# [Pointing data excerpts]
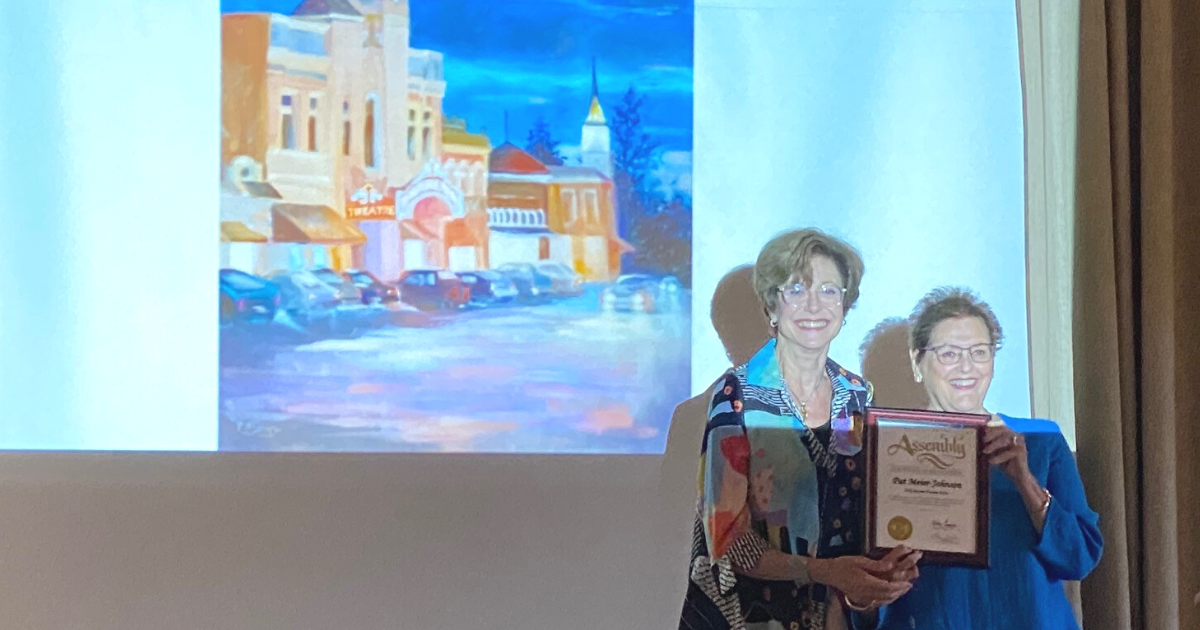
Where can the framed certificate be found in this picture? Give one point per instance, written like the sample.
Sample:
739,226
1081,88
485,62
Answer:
927,485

# [Directions for this task]
Copy every item above word for word, leaving out the pictures.

# [Solution to this task]
Where can the framed certificate be found in this picture? Give one point per instance, written like the sample.
Sample:
739,226
1081,88
485,62
Answer:
927,485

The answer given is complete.